Trishaʼs (Free) TIPS

Does Your Phone Number Match Your Location?

We are a mobile society, aren’t we? “They” say (yes, I often wonder who “they” are!) that Americans move an average of 7 times in their adult lifetimes. Personally I’ve skewed the averages myself, having lived in 9 states, with 19 moves.

I know moving!

One of the big tasks we have to manage when we move is to change addresses on everything from bank accounts and bills to magazine subscriptions to holiday greeting cards.

That done, most of us think – whew! – there’s no need to change our cell / mobile phone numbers! Keeping the same number means we can stay in touch by voice and text without skipping a beat. Right?

Possibly no.

Because, if you own a practice, you probably can’t afford a mismatch between your old number and your new location.

If you and your business move to a new location, one with a different area code, or if you are ready to establish a new practice, but your business phone number maps to a different area code, then consider – strongly – changing it to your new location.

Oh no! you say…  I use a cell phone and it will work wherever I am!  I don’t need to change my mobile number!

From a technical standpoint – you’re right. Your phone will work almost anywhere you go.

But – let me play devil’s advocate for a moment (yes, pun intended).

I’ll begin with a reminder that procuring a new client won’t happen until that person begins to TRUST you. That trust is based on many quick assessments he or she makes about you, which can easily be dashed if something seems even a little bit odd.

*Input data*.
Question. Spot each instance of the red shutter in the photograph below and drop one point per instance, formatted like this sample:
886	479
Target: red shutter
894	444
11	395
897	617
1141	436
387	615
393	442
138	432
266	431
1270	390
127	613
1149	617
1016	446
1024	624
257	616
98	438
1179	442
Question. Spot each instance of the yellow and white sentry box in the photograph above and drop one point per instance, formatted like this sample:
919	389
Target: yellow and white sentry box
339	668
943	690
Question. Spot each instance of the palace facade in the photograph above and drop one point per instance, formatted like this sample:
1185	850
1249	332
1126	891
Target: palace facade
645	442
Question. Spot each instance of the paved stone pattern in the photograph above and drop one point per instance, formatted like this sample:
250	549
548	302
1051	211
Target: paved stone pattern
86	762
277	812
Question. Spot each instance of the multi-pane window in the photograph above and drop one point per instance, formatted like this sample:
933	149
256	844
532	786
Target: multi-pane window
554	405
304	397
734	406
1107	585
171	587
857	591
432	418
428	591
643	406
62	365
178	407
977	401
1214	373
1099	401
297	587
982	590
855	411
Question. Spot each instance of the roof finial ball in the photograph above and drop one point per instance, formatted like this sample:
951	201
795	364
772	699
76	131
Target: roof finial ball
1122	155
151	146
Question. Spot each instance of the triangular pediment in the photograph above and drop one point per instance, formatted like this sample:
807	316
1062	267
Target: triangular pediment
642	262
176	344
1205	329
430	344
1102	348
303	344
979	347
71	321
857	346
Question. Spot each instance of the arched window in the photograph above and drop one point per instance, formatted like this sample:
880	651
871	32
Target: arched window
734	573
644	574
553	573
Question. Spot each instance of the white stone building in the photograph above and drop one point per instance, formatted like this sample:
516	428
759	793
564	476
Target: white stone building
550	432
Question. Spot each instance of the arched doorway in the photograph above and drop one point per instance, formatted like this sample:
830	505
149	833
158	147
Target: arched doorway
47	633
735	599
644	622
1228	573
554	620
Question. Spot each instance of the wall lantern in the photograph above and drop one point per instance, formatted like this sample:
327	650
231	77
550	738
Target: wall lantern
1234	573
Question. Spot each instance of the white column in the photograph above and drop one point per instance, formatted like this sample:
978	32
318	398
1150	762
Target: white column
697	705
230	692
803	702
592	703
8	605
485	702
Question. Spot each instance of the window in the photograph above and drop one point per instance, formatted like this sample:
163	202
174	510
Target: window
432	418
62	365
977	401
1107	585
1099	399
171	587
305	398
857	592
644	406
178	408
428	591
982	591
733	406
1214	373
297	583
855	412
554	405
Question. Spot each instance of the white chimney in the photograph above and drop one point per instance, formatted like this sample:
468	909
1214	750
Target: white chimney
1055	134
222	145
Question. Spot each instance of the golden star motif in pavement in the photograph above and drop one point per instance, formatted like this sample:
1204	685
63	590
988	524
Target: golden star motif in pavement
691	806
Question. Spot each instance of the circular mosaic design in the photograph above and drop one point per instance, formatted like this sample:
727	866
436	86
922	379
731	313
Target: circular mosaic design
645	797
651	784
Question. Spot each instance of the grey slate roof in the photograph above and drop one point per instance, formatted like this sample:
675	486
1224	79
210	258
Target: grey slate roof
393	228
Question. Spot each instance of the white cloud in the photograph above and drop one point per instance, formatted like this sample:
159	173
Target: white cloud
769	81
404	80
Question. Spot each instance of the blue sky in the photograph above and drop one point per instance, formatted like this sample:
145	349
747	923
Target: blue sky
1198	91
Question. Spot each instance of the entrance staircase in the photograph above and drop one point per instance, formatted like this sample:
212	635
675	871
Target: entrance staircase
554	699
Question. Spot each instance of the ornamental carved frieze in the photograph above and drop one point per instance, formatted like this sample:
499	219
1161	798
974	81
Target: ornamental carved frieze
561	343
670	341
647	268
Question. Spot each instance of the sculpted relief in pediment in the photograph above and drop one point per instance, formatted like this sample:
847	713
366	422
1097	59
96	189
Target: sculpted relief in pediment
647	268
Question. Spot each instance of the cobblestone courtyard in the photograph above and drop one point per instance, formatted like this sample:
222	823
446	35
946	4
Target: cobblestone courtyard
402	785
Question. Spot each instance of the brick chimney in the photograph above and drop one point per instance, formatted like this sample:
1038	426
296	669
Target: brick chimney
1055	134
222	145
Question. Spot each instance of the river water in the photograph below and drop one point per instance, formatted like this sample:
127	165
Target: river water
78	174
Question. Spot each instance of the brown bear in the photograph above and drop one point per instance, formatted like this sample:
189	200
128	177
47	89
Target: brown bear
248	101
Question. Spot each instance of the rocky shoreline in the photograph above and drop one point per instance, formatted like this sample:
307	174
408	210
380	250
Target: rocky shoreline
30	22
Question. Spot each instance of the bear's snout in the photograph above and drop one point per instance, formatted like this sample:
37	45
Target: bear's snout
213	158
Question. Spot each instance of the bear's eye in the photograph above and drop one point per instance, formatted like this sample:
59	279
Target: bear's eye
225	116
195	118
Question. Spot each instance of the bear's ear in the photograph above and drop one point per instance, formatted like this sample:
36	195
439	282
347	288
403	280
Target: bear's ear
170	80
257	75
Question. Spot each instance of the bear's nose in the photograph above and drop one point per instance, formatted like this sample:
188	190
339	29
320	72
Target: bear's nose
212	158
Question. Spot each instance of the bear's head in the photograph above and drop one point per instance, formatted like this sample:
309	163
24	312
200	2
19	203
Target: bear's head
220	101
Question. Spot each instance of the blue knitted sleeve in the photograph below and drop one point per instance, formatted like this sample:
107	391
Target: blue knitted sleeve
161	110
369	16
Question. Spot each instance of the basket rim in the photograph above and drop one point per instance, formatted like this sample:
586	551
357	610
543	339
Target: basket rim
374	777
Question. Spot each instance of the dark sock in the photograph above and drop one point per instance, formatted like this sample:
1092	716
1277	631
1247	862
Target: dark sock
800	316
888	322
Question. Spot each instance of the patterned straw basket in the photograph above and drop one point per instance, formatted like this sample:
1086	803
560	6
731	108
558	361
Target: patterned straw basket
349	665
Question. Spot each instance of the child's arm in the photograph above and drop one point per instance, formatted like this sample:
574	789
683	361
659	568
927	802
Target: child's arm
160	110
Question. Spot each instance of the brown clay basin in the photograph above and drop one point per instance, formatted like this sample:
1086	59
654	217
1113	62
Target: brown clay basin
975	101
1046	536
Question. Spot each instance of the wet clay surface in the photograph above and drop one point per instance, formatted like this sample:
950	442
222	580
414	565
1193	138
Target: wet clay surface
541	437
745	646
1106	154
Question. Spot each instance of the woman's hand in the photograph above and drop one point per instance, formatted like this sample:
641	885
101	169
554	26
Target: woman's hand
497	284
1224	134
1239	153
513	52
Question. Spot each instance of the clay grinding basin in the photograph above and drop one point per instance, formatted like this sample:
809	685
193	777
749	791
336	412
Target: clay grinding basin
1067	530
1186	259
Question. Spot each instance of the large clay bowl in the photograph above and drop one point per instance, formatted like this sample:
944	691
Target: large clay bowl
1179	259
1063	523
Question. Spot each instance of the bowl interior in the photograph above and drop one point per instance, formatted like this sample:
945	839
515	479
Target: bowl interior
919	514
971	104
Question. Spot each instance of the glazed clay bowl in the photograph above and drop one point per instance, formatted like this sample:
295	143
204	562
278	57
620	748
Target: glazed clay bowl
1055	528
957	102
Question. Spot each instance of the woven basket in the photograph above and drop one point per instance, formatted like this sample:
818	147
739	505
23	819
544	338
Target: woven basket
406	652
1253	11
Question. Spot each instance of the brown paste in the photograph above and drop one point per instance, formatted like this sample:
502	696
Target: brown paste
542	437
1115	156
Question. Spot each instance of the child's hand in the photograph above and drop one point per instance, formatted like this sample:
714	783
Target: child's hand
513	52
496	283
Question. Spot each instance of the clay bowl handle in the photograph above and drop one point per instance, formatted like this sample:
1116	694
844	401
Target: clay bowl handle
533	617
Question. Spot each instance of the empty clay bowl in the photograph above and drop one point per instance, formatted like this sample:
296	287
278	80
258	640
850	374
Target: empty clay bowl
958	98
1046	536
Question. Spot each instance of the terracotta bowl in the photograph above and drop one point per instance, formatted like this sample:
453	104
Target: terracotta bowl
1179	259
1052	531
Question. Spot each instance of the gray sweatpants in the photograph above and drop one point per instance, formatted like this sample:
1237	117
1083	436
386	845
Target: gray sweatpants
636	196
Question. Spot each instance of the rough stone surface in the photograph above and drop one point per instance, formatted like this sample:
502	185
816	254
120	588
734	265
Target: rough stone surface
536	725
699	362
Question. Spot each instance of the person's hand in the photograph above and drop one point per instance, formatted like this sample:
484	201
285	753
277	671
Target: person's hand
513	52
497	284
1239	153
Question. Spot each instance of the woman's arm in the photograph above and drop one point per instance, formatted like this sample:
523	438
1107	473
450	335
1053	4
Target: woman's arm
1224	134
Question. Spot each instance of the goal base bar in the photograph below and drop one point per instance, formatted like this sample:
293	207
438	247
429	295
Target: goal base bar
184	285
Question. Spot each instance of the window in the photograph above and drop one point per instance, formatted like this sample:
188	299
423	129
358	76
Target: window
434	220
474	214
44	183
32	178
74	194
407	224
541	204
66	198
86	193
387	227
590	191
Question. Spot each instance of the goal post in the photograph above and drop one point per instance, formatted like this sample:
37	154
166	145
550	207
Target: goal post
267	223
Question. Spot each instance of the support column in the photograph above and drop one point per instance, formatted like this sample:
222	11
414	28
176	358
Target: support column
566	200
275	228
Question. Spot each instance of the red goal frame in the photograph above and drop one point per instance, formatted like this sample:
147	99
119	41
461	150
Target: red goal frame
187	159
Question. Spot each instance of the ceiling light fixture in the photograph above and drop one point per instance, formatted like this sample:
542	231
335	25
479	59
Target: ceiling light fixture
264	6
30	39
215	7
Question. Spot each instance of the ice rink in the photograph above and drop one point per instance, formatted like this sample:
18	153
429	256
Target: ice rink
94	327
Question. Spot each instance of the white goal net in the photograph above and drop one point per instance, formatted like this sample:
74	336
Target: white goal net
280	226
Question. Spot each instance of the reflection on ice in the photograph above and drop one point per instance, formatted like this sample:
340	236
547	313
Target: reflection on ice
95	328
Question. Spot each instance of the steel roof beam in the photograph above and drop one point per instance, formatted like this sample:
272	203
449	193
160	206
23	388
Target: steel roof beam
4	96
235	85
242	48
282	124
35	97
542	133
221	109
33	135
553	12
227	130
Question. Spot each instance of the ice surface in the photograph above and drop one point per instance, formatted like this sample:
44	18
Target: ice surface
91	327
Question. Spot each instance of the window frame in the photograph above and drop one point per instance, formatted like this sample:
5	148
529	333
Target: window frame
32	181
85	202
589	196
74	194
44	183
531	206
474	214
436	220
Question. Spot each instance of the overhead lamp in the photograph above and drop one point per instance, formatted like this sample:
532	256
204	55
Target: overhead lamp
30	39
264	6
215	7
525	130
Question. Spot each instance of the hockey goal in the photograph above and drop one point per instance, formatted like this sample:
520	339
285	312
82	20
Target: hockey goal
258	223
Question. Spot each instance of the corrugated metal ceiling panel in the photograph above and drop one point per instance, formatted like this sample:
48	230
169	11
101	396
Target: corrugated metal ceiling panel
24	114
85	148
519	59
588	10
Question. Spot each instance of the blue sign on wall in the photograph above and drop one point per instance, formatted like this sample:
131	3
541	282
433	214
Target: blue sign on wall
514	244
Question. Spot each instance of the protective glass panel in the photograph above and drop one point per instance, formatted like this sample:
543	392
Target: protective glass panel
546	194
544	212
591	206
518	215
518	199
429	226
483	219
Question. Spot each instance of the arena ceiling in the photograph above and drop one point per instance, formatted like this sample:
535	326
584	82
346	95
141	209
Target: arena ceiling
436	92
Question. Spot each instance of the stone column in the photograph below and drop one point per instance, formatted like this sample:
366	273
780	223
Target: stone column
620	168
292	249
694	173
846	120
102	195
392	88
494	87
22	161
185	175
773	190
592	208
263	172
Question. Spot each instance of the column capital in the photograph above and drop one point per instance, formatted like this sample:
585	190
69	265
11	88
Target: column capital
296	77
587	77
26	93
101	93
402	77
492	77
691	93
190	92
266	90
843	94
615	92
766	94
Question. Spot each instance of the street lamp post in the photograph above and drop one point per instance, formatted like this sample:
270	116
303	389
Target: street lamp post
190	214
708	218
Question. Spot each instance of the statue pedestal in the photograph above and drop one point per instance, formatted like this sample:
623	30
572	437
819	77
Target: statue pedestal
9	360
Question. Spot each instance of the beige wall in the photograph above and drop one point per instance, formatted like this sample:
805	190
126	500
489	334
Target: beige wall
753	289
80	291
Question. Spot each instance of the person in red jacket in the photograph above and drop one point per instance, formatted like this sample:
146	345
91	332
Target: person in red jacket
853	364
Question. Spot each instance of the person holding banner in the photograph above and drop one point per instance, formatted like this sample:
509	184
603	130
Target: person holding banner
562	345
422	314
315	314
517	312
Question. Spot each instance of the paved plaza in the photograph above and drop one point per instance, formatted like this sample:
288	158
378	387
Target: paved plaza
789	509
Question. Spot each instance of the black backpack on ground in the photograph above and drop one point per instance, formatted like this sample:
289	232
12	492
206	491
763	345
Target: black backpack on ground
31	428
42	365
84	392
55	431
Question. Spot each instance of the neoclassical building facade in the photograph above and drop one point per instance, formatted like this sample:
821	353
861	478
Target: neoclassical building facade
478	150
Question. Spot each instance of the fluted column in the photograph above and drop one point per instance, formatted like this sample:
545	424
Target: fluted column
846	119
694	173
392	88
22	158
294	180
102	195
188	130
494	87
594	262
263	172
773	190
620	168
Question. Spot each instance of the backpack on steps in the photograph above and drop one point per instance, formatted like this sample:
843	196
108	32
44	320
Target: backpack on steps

*Exercise requirements*.
1. According to the phone-number tip, how many states has the writer lived in?
2. Do these statements agree with the phone-number tip? (a) Americans are said to move an average of 7 times in their adult lifetimes. (b) A cell phone will stop working after a move to a new area code. (c) Gaining a new client depends on that person beginning to trust you.
The entries have nothing to do with the phone-number tip.

*Solution set*.
1. Nine states, with 19 moves.

2.
(a) Yes: "Americans move an average of 7 times in their adult lifetimes."
(b) No: "Your phone will work almost anywhere you go."
(c) Yes: "procuring a new client won’t happen until that person begins to TRUST you."